WRITTEN PROBLEM →
Output the records exactly. Include every line.

DATA IN THIS EXERCISE →
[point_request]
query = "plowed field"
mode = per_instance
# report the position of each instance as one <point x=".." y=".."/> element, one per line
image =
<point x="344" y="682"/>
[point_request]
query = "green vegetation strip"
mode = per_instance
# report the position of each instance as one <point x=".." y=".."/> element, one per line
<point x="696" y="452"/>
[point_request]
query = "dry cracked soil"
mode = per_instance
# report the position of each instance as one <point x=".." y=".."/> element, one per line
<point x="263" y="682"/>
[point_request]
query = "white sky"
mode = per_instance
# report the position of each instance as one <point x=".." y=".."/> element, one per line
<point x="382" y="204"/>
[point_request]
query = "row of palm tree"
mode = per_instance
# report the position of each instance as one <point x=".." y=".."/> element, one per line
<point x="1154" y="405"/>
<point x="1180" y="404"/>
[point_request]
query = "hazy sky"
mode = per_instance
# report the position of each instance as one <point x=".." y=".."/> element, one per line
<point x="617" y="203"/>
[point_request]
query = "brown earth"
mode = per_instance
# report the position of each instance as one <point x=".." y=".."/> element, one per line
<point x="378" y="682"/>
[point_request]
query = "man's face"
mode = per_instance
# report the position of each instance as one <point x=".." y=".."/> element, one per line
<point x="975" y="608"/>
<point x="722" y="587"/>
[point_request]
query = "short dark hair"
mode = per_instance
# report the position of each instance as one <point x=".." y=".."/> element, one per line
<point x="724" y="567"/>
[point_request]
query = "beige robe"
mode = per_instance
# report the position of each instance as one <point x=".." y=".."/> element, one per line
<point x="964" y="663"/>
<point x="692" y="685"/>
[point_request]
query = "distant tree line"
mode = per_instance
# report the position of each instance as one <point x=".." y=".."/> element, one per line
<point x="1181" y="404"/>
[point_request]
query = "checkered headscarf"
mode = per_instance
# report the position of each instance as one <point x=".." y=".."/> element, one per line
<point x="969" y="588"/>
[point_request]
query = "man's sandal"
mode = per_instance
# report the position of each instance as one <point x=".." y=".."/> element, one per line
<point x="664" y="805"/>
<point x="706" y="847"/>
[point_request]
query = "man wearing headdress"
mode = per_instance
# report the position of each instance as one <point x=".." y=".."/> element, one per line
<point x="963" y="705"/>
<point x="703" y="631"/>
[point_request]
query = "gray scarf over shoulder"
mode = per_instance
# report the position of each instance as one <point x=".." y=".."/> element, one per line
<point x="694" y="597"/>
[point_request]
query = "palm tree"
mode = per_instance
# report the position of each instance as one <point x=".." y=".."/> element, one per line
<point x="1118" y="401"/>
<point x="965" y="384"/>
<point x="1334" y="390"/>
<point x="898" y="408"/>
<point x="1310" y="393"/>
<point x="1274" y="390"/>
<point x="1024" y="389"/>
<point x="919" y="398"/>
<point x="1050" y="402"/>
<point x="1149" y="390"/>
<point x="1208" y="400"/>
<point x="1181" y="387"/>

ANSWER →
[point_request]
query = "plowed field"
mode = per_instance
# report the position of each instance as one <point x=".." y=".."/> element, one per line
image =
<point x="344" y="682"/>
[point_request]
query = "green vegetation strip"
mode = per_instance
# report the position of each instance as one <point x=".." y=".."/> element, one per line
<point x="696" y="452"/>
[point_request]
query = "dry cracked soil"
mode = per_instance
# report the position of each instance as one <point x=".." y=".."/> element, one per line
<point x="263" y="682"/>
[point_request]
query = "white sky"
mode = per_instance
# report the position of each instance as one <point x=".." y=".."/> element, one per line
<point x="382" y="204"/>
[point_request]
query = "row of palm tree"
mode = per_instance
# report the position of each instance as one <point x=".." y=".."/> element, one per line
<point x="1154" y="405"/>
<point x="1180" y="404"/>
[point_request]
query = "hazy sky"
mode = per_instance
# report the position of each instance as one <point x=".." y=".."/> element, one per line
<point x="617" y="203"/>
[point_request]
query = "brown earth"
mode = per_instance
# report the position of each instance as one <point x=".." y=".."/> element, one per line
<point x="378" y="682"/>
[point_request]
query = "man's face"
mode = per_instance
# report the position of each instance as one <point x=".." y=".."/> element, one per line
<point x="975" y="608"/>
<point x="722" y="587"/>
[point_request]
query = "short dark hair"
mode = per_instance
# report the position of each instance as one <point x=".." y=".."/> element, one per line
<point x="724" y="567"/>
[point_request]
query = "beige robe"
mode = per_instance
# report the position of each instance as one <point x=".." y=".."/> element, one per line
<point x="964" y="663"/>
<point x="692" y="685"/>
[point_request]
query = "distant tree line"
mode = per_instance
# report the position of each instance as one <point x=".." y=".."/> element, one per line
<point x="1181" y="404"/>
[point_request]
query = "checkered headscarf"
mode = per_instance
# report the position of each instance as one <point x=".." y=".."/> element, one per line
<point x="969" y="588"/>
[point_request]
query = "man's sandal"
mode = per_instance
# report the position of each instance as one <point x=".." y=".."/> element, one per line
<point x="664" y="805"/>
<point x="706" y="847"/>
[point_request]
query = "man wearing headdress"
mode = per_instance
# report the position of each instance as one <point x=".." y=".."/> element, one per line
<point x="963" y="705"/>
<point x="703" y="631"/>
[point_request]
query = "gray scarf over shoulder"
mode = per_instance
# report the position of each instance as one <point x=".." y=".."/> element, one per line
<point x="694" y="597"/>
[point_request]
query = "palm tree"
mode = per_instance
# report the position of each instance as one <point x=".." y=".."/> element, one per line
<point x="1118" y="401"/>
<point x="965" y="384"/>
<point x="1334" y="390"/>
<point x="898" y="408"/>
<point x="1310" y="393"/>
<point x="1274" y="390"/>
<point x="1024" y="389"/>
<point x="919" y="398"/>
<point x="1050" y="402"/>
<point x="1149" y="390"/>
<point x="1208" y="400"/>
<point x="1181" y="387"/>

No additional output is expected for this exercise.